WHAT YOU ARE ASKED TO DO:
Please count how many lines of the material below contain the string "tree". Reply with the number alone.

EXTRACTED RECORDS:
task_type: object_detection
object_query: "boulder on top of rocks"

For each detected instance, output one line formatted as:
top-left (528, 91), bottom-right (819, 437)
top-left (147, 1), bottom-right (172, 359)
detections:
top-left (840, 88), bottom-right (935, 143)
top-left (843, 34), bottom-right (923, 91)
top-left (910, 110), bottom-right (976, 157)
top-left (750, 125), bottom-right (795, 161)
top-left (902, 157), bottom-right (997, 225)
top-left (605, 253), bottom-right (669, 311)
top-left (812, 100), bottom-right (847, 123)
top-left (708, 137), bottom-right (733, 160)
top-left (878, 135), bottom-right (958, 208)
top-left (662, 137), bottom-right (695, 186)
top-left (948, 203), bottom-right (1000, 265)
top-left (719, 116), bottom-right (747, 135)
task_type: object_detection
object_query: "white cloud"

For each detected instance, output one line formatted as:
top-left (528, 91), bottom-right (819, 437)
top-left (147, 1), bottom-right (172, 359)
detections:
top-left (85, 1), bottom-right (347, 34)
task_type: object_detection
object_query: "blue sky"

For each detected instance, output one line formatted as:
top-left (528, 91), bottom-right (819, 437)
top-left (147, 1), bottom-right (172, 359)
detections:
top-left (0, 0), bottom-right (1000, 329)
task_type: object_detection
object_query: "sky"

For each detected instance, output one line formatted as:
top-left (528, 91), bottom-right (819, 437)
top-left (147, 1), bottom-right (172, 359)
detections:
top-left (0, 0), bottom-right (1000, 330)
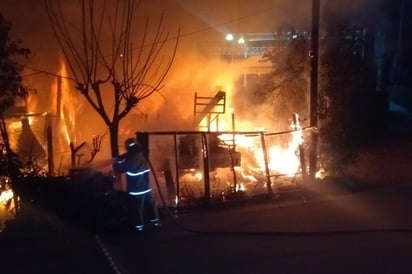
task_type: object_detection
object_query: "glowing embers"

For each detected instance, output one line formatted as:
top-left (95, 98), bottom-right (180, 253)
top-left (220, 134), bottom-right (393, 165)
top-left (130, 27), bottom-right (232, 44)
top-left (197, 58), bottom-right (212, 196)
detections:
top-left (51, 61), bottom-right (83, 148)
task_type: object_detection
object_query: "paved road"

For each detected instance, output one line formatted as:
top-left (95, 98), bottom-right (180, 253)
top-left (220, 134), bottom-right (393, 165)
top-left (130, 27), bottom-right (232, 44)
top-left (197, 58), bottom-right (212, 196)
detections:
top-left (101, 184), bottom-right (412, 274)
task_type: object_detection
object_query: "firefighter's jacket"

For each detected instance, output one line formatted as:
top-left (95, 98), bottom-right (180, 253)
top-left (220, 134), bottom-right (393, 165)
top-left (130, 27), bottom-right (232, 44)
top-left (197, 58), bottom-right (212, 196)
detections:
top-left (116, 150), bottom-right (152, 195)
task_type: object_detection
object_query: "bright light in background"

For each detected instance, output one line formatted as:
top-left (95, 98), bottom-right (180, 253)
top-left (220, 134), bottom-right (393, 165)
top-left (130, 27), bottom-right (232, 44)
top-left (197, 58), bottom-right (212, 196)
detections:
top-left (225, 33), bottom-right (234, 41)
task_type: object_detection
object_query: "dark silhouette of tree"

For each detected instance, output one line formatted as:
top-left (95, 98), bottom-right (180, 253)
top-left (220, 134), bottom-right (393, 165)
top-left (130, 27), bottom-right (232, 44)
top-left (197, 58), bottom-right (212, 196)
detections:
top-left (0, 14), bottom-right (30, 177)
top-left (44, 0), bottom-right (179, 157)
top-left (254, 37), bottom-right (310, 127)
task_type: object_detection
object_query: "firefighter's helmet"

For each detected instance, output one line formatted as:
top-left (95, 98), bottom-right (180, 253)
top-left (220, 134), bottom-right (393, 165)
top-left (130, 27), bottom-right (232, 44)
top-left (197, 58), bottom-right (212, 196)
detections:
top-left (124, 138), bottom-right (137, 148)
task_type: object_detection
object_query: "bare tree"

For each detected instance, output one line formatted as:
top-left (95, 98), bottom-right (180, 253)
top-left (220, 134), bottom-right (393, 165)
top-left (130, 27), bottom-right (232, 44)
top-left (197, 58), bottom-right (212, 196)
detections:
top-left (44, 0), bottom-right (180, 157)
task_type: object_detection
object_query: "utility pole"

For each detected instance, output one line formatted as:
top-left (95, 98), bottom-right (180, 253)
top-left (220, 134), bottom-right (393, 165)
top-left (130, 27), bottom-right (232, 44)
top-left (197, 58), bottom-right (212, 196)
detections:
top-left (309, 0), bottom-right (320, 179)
==
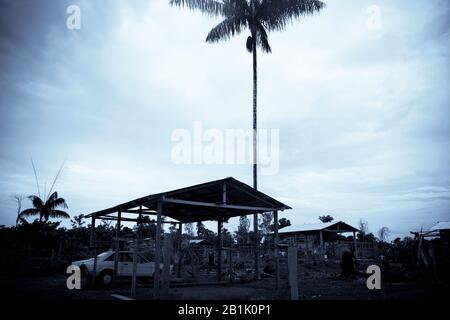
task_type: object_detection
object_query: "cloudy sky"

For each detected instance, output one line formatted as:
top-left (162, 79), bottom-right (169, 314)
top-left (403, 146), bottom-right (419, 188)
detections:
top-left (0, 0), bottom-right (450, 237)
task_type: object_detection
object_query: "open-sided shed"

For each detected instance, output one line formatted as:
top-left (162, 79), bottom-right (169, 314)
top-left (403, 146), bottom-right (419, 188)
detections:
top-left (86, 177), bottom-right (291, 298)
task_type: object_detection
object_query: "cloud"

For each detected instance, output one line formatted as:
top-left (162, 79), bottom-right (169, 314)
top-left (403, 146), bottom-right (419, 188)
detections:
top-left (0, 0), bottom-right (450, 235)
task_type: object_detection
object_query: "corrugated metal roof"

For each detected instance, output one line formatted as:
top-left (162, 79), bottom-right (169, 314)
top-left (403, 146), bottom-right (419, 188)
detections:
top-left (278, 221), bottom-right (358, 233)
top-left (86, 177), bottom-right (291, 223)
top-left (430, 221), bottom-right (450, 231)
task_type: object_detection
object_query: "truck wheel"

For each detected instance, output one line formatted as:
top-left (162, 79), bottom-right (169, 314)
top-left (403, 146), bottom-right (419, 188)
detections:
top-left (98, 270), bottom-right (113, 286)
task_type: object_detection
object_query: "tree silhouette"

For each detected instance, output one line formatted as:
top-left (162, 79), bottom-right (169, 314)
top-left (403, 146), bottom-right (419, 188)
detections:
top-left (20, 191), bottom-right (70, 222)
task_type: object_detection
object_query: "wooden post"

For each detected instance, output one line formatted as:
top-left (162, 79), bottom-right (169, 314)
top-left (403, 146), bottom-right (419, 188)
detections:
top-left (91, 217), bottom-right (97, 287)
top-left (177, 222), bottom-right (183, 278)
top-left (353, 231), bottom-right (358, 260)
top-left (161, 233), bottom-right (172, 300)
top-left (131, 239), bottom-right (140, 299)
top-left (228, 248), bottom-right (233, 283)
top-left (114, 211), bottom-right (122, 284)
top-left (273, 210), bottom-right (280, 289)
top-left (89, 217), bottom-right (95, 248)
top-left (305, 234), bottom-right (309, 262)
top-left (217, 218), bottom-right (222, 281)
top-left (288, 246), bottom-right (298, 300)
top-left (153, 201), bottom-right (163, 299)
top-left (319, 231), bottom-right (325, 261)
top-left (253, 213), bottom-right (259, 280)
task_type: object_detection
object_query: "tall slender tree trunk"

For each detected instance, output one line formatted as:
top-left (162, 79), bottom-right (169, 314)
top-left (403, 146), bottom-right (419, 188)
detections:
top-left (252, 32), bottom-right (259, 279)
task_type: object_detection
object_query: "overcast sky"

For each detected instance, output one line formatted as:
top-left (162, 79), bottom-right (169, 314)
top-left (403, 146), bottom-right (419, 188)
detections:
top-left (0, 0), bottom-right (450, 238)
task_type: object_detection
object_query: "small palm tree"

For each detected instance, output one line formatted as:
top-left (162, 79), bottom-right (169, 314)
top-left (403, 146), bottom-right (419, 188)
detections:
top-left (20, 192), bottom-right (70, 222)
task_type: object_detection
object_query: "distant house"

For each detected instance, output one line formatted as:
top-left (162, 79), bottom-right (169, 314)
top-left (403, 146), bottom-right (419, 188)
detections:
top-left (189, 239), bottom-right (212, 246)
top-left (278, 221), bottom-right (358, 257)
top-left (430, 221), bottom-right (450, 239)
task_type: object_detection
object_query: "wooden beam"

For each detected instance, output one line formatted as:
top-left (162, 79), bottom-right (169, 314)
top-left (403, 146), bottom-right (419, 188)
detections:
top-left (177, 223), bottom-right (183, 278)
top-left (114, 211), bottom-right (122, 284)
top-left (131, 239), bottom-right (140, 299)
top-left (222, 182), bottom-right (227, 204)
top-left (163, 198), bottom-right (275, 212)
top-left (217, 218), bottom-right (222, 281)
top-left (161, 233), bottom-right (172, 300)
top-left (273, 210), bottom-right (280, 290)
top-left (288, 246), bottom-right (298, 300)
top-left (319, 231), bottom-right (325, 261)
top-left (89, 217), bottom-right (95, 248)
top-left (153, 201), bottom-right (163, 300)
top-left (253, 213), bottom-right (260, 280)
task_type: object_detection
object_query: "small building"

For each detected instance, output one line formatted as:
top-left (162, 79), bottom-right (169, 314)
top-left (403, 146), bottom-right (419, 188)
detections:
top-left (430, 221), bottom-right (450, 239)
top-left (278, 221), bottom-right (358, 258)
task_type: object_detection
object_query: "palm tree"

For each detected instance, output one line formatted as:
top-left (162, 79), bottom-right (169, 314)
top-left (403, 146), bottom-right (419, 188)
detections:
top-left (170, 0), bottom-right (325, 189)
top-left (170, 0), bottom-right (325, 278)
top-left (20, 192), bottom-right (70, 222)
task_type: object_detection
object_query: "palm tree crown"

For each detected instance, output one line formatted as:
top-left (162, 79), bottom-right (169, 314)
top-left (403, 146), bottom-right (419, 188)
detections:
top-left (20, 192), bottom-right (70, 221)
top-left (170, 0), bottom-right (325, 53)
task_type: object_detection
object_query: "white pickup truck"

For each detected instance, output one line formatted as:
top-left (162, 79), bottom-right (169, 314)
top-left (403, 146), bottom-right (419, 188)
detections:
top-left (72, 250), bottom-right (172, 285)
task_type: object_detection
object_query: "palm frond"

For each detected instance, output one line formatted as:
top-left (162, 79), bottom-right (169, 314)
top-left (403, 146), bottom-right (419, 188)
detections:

ANSWER TO THIS PROBLEM:
7